Zwróć każdy wiersz poniższych danych, w którym występuje ciąg „frame”.

★ ★ ★

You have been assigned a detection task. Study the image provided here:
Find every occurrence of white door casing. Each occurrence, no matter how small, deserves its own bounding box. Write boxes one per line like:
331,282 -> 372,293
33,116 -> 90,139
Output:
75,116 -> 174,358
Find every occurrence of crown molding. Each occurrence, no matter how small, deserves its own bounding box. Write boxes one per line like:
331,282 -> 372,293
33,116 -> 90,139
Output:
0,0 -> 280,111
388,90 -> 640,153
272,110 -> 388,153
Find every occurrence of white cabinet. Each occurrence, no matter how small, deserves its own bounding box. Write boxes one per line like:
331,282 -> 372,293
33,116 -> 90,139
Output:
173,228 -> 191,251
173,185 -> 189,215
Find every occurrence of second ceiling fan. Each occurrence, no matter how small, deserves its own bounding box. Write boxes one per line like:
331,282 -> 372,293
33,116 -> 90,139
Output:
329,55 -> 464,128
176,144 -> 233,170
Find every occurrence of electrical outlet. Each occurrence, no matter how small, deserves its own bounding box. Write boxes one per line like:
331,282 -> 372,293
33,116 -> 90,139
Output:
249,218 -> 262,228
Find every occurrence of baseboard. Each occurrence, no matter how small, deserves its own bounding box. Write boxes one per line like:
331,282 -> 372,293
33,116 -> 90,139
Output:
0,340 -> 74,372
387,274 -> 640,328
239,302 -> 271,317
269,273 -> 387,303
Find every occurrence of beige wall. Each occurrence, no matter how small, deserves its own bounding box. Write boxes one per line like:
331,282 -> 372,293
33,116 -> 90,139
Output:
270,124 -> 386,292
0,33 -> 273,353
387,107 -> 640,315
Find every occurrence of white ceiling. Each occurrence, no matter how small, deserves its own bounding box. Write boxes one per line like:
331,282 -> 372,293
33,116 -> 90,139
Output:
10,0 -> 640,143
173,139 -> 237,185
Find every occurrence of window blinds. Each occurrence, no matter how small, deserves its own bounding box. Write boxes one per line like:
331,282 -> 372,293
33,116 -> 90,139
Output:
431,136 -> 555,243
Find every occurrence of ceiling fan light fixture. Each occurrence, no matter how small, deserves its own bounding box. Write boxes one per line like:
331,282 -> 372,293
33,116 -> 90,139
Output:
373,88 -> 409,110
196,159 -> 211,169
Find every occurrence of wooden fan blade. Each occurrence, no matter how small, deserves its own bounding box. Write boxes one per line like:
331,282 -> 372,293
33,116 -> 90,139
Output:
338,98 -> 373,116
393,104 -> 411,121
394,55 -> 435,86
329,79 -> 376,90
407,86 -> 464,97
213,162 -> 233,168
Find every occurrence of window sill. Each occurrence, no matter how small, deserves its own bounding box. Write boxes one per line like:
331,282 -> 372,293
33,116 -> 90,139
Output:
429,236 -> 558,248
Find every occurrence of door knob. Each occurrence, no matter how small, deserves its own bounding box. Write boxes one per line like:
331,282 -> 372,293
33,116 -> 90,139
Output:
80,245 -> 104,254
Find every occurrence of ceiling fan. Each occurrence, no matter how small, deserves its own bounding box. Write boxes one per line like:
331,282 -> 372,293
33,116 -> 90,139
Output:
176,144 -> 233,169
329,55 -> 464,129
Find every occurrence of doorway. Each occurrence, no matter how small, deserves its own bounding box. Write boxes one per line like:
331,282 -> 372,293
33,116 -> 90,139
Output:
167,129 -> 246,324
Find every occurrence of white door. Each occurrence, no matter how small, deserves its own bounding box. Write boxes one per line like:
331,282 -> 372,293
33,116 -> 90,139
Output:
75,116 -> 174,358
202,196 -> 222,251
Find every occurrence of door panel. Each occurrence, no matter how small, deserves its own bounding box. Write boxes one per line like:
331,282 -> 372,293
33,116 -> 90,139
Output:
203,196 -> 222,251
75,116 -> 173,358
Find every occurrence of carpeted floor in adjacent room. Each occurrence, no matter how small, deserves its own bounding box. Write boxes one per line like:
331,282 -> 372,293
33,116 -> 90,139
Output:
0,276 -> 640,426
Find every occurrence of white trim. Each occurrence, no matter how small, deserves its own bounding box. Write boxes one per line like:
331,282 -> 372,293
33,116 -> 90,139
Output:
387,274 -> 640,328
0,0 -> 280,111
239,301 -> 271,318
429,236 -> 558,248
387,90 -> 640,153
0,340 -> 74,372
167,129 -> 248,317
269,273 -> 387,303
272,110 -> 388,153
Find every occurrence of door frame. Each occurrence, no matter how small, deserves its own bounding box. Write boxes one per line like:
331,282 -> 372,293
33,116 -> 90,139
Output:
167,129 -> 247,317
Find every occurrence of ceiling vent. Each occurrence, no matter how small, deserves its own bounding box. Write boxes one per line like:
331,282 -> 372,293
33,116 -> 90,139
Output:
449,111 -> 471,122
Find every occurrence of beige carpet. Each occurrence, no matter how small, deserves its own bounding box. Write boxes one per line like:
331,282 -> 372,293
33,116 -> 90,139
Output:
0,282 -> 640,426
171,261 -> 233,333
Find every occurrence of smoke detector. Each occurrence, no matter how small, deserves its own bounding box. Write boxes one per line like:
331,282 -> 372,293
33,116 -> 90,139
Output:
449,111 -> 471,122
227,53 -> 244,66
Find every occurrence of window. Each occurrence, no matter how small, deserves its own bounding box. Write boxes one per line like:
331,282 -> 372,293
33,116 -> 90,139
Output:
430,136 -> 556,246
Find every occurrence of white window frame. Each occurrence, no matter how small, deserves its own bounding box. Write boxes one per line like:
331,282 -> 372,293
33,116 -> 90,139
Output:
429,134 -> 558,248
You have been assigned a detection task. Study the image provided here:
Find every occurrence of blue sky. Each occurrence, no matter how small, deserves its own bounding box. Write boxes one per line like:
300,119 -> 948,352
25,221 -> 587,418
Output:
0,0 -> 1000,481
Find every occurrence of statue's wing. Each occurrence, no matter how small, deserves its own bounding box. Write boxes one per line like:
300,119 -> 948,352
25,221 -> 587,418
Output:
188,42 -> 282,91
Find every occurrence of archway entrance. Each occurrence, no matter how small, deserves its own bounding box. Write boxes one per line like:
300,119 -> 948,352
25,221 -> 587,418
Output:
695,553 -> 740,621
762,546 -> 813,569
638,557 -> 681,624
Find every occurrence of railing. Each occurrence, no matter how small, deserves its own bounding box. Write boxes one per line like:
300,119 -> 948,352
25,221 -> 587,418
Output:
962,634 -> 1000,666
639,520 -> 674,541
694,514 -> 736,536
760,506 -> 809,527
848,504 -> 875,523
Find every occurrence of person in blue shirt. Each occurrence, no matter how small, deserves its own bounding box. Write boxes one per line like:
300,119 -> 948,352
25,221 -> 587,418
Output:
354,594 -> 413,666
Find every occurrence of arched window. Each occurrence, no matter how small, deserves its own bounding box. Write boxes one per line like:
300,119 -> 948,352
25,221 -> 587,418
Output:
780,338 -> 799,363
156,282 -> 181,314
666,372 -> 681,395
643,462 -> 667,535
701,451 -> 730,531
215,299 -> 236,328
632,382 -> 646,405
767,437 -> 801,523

★ ★ ★

### [ODPOWIEDŹ PISEMNA]
Find every occurrence of door frame. Each occurrence, no matter how small, deserves its own bounding box. Write boxes one per line like:
Find every occurrence of white window frame. Each occurrence, no matter how small, deserves its own bounding box. Write boxes one per line like:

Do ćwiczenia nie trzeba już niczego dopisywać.